### STUDY MATERIAL
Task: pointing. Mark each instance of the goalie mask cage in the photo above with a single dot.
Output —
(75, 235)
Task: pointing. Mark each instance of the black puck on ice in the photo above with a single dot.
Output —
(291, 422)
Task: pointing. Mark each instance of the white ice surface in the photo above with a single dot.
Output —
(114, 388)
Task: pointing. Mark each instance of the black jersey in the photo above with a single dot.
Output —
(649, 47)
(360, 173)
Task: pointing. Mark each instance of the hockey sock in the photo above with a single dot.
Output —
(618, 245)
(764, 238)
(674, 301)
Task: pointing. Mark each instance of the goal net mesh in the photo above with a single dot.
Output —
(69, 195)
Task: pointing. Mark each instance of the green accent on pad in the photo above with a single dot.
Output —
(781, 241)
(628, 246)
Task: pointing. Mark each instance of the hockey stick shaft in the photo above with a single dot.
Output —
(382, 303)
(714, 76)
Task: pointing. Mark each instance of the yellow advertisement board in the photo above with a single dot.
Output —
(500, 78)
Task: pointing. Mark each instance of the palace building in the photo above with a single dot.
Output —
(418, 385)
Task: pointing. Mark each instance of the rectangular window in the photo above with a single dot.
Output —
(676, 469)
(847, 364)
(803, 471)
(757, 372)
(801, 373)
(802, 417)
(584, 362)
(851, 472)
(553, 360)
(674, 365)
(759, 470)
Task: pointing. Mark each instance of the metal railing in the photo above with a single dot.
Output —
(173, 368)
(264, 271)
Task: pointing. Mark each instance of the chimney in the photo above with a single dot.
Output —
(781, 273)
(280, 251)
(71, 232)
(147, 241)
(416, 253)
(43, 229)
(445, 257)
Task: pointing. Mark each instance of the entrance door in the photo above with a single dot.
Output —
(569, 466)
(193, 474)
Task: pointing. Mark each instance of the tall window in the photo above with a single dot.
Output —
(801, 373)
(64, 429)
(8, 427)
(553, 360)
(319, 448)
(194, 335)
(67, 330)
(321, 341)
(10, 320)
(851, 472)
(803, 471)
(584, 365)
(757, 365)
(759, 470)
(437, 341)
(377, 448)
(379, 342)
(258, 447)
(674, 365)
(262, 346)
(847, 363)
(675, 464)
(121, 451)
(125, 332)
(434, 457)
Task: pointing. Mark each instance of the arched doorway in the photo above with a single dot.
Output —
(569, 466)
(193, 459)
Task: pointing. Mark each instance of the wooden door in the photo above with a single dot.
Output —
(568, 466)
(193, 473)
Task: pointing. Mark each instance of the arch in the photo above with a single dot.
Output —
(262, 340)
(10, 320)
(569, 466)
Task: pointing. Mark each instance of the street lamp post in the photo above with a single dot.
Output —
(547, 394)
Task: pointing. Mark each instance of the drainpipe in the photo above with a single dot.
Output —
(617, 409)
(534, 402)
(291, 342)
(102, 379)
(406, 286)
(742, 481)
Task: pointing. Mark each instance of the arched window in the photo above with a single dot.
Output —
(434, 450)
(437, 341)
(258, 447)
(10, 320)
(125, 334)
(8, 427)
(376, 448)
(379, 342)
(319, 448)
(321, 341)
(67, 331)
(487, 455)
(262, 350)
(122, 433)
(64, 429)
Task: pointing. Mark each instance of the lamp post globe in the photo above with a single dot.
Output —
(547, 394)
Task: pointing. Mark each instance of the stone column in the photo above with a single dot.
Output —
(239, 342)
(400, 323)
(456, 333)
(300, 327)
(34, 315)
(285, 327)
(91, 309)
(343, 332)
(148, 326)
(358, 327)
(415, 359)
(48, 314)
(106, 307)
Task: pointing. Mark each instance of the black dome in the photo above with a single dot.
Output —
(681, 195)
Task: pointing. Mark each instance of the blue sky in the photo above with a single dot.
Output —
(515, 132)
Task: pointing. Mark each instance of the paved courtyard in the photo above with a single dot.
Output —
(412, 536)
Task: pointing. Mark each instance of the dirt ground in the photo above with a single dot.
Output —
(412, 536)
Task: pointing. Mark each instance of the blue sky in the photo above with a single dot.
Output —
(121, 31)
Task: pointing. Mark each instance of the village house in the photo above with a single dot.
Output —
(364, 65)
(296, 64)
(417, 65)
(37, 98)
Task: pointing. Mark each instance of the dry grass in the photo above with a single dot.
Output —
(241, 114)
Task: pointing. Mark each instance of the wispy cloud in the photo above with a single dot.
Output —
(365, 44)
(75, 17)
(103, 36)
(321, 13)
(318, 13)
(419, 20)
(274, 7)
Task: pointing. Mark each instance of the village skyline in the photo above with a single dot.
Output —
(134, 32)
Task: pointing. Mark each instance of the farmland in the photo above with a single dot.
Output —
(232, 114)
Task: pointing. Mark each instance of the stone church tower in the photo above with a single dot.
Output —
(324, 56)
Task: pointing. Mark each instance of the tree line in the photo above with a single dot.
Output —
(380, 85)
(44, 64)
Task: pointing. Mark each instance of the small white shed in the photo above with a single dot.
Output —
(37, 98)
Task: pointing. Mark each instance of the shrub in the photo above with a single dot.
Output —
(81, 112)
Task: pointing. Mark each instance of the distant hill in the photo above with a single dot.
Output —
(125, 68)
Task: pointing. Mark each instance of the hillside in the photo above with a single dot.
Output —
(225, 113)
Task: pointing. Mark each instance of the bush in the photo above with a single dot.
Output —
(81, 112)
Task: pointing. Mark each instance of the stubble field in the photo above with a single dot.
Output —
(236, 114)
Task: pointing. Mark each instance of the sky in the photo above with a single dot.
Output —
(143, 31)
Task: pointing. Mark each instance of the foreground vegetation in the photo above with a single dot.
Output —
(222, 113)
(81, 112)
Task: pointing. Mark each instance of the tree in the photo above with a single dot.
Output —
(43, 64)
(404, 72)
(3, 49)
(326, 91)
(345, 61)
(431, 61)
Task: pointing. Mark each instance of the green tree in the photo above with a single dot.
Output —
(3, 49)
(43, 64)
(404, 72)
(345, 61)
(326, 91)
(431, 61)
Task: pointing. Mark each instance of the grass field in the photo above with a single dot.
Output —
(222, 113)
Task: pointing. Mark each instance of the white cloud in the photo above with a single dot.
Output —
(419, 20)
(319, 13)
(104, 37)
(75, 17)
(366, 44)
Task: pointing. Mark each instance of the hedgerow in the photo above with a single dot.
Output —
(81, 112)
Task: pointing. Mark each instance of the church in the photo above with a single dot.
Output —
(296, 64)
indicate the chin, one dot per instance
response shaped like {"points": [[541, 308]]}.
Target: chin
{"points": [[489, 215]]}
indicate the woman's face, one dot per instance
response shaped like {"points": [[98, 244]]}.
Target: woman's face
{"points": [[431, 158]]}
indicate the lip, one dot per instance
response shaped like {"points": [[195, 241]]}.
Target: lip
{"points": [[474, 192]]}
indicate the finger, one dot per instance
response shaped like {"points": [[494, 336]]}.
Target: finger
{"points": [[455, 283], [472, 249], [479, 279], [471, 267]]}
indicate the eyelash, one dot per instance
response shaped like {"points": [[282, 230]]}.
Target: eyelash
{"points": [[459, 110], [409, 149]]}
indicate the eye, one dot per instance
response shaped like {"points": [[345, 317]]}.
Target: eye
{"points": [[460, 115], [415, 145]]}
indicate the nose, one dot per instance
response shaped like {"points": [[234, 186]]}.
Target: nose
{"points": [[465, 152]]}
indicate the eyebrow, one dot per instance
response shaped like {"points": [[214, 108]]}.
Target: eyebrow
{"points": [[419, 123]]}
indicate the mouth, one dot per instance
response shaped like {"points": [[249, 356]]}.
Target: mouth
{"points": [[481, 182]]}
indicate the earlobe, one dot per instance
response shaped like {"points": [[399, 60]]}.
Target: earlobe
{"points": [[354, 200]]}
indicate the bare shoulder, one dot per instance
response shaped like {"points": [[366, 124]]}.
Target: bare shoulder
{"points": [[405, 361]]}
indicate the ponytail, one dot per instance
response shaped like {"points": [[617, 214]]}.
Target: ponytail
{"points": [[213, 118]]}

### ASSIGNMENT
Return exactly the lines from the beginning of the data above through the one containing "Task: pointing. Mark each instance of the tall", please. Include both end lines and add nothing else.

### EXERCISE SOLUTION
Task: pointing. Mark each instance of the goalie mask cage in the photo above with a single dot.
Output —
(75, 235)
Task: pointing. Mark each instance of the black puck on ice in the photo above with a single dot.
Output —
(291, 422)
Task: pointing. Mark each instance of the white ice surface in the photo above with a single dot.
Output —
(114, 388)
Task: pointing. Mark each instance of the black jersey in the photo above with a single dot.
Output —
(649, 47)
(360, 173)
Task: pointing. Mark each instance of the hockey sock in the photo above with a single dot.
Output —
(618, 245)
(764, 238)
(674, 301)
Task: pointing. Mark each instance of the goal net mesh in the photo above with a single dot.
Output —
(69, 195)
Task: pointing. Mark each instance of the green accent on pad in the photo above with a single dot.
Output —
(781, 241)
(628, 246)
Task: pointing. Mark each instance of the hockey stick shaft in the photo above with a single dot.
Output —
(382, 303)
(714, 76)
Task: pointing. Mark each instance of the yellow advertisement board in the photo above with a single dot.
Output —
(500, 78)
Task: pointing. Mark each instance of the palace building in the photo above with a single dot.
Output —
(418, 385)
Task: pointing. Mark each instance of the rectangular window in the photo above with a single dot.
Output —
(676, 469)
(847, 364)
(803, 471)
(757, 372)
(801, 373)
(802, 417)
(584, 362)
(851, 472)
(553, 360)
(674, 365)
(759, 470)
Task: pointing. Mark each instance of the metal railing in the photo above with a single dot.
Output —
(173, 368)
(264, 271)
Task: pointing. Mark each instance of the chimney in the photo above with a single dot.
Output —
(781, 273)
(280, 251)
(71, 232)
(147, 241)
(416, 253)
(43, 229)
(445, 257)
Task: pointing. Mark each instance of the entrance door in the photo above with a single dot.
Output —
(569, 466)
(193, 474)
Task: pointing. Mark each instance of the tall window in the photo above with a single dot.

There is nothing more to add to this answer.